• DOCUMENT:
+--

I had one after-work customer. The thrift shop, oddly enough, was directly on my way home from that customer so I told her I'd stop by and gave her a time.

I walked in and was surprised at both the number of customers and the amount of goods. I thought it was like most of the other private thrift shops I'd wandered into ~ small, crowded, eclectic, bare of customers, organised but only because the shopkeepers had little else to do.

Clothes on the left, furniture on the floor, books on the right-hand wall, tchotchkes everywhere. I'm sure they had things I didn't notice. Mostly I was noticing the clothes.

The racks of clothes were organised like the Goodwill stores I'd been in: by colour rather than size. The closest rack was tops or suits (I couldn't tell which from where I was standing), with whites, creams, browns, reds, trailing off on a long long rack. The rack was double-sided and another rack was behind it. All seemed to have tops or suits on them. I later noticed that there were more pairs of double-racks behind them holding skirts and pants. Smaller multi-level tables had shoes on them. Probably not a lot of 11s, but a lot of pretty nice, and nice pretty, shoes.

CC was tall, blonde, slim, in her late 20s I'd say. She led me into her little office near the front of the store. The room had a large one-way mirror just to the left of the computer so while I was working I could spy on the customers.

It was mostly one bit of scareware but I had to yank it manually since it broke most of the tools I use. I was done, including starting some scans, in about an hour.

I found CC and told her everything seemed to be good, but sometimes they reappear and please let me know if that happens. She asked what the charge was, and I told her to consider it a donation to the shop.

What I really wanted to say was "let me go home and get some stuff. Point me to the changing room, lock me in tonight and tomorrow morning we'll call it even."

What I did say was "you have a lot of stuff here. Maybe I'll look at some dresses before I go."
CC said "Wednesday we collect furniture so we'll have a better selection then. If you want to come back then you can probably find what you want."

I think I wrote about those points where you can take two paths and have to decide. This was one. Smart move: say thanks and walk out. My move: "OK, but I said 'dresses' not 'dressers'."

+--

• WHAT IS NEEDED:
Retype the part of the thrift shop story from "CC was tall, blonde, slim, in" up to and including "on the customers.", word for word.

• INFORMATION SUPPLIED:
+--

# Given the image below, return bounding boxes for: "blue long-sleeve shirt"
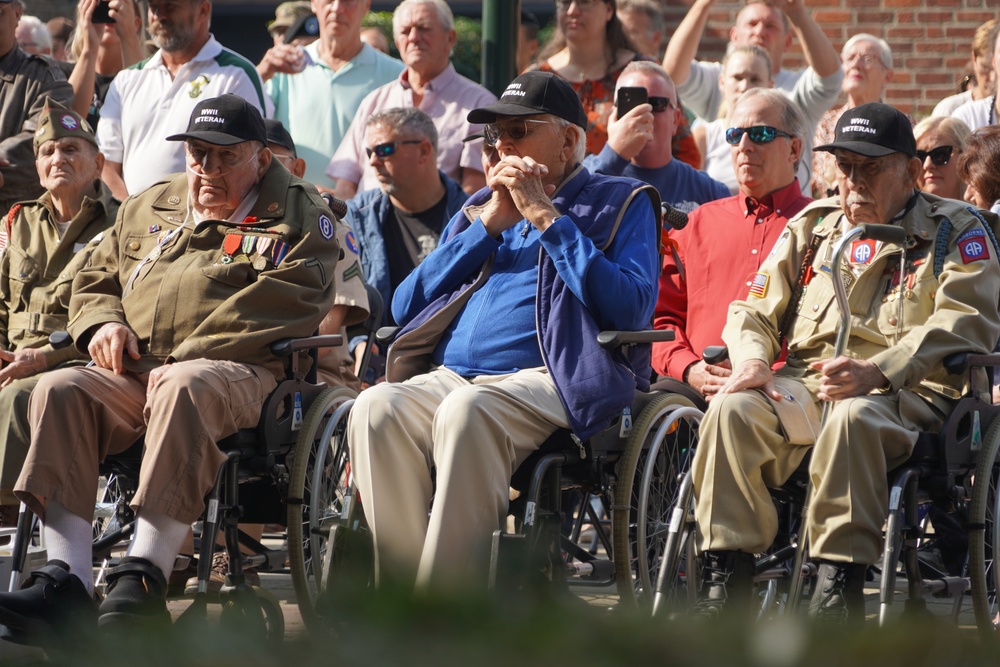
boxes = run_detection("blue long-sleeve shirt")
[392,196,659,376]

+--

• COMPLETED TASK:
CC was tall, blonde, slim, in her late 20s I'd say. She led me into her little office near the front of the store. The room had a large one-way mirror just to the left of the computer so while I was working I could spy on the customers.